■ Texte à lire
********

« Le Métier d’écrivain » de Hermann Hesse

J’ai trouvé ce livre par hasard, en flânant dans une librairie, et son titre m’a tout de suite intéressée car j’aime connaître les pensées des écrivains sur leur art, sur leur façon d’envisager la littérature, sur le langage, etc.
J’avais déjà lu un livre de Hermann Hesse (Allemagne, 1877- Suisse, 1962) – « Knulp« , un court roman dont vous pouvez retrouver ma chronique ici – et cela m’a permis de mieux situer ces réflexions générales et de les appliquer à quelques souvenirs précis.

Note Pratique sur le Livre

Genre : Essai
Editeur : Bibliothèque Rivages
Année de Publication (initiale, en Allemagne) : 1977, chez Rivages : 2021
Traduction, préface et notes de Nicolas Waquet
Nombre de pages : 83

Quatrième de Couverture

Etre écrivain, c’est être lecteur. Lecteur des autres, lecteur de soi, lecteur de tout : des ouvrages des hommes comme des œuvres de la nature. Alors comment bien lire et bien écrire ? Qu’est-ce qu’un bon texte, une bonne critique ? Quelles sont les peines et les joies que son métier réserve à l’écrivain ? Autant de questions que Hermann Hesse n’a cessé de se poser la plume à la main, questions qu’il soulève et auxquelles il répond au détour de cinq textes qui éclairent sa pratique et jalonnent sa carrière.

Mon Avis

Ce livre se compose de cinq textes de réflexions sur l’écriture, rédigés entre les années 1920 et les années 1960.

********

■ Liste
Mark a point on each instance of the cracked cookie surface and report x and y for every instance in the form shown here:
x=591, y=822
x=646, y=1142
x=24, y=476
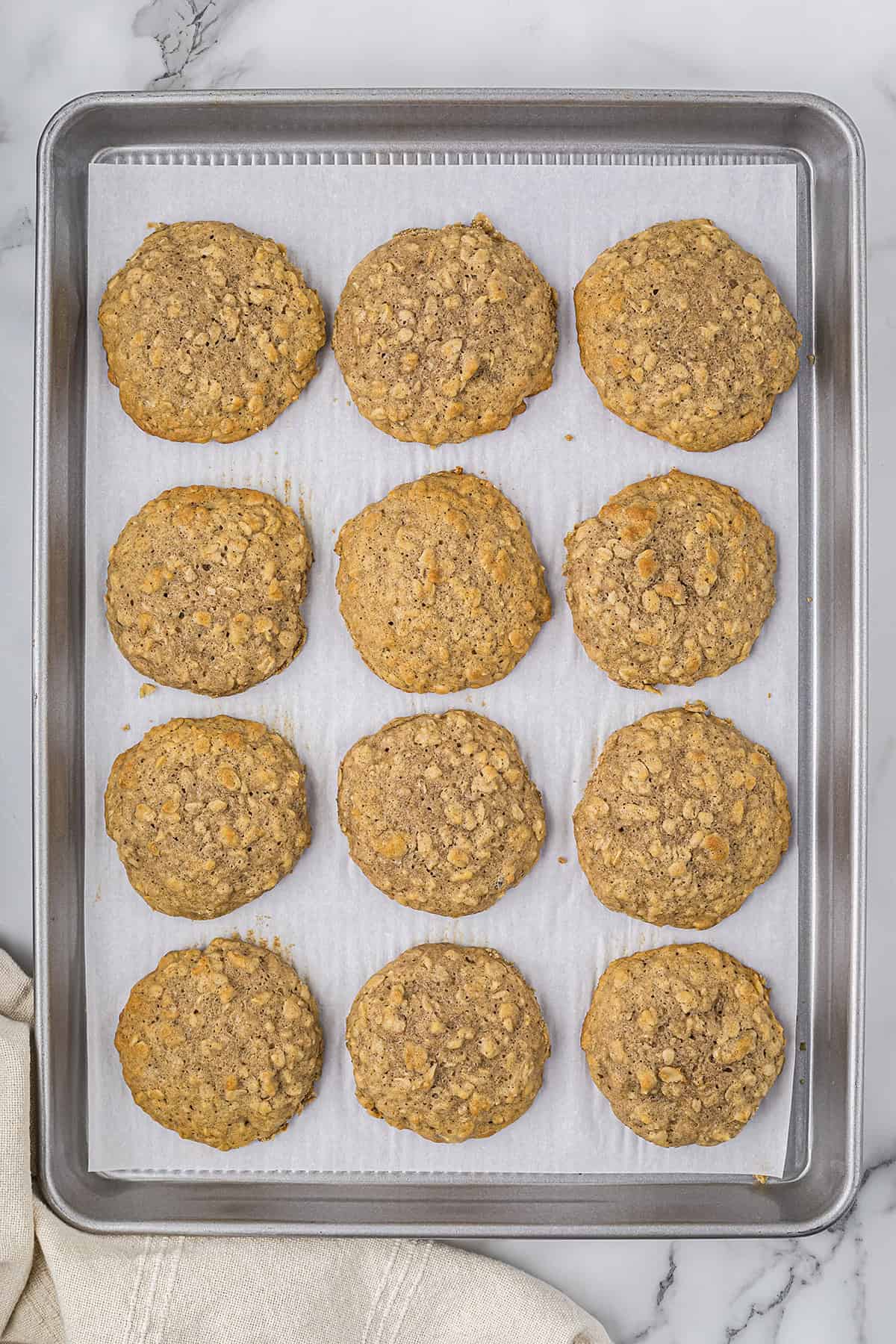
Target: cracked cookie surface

********

■ Consignes
(a) D'après la chronique sur « Le Métier d'écrivain », qui a signé la traduction, la préface et les notes du livre ?
(b) Reproduisez à l'identique toutes les lignes de la liste, sans les images, s'il vous plaît.

■ Réponses
(a) Nicolas Waquet.

(b)
Mark a point on each instance of the cracked cookie surface and report x and y for every instance in the form shown here:
x=591, y=822
x=646, y=1142
x=24, y=476
Target: cracked cookie surface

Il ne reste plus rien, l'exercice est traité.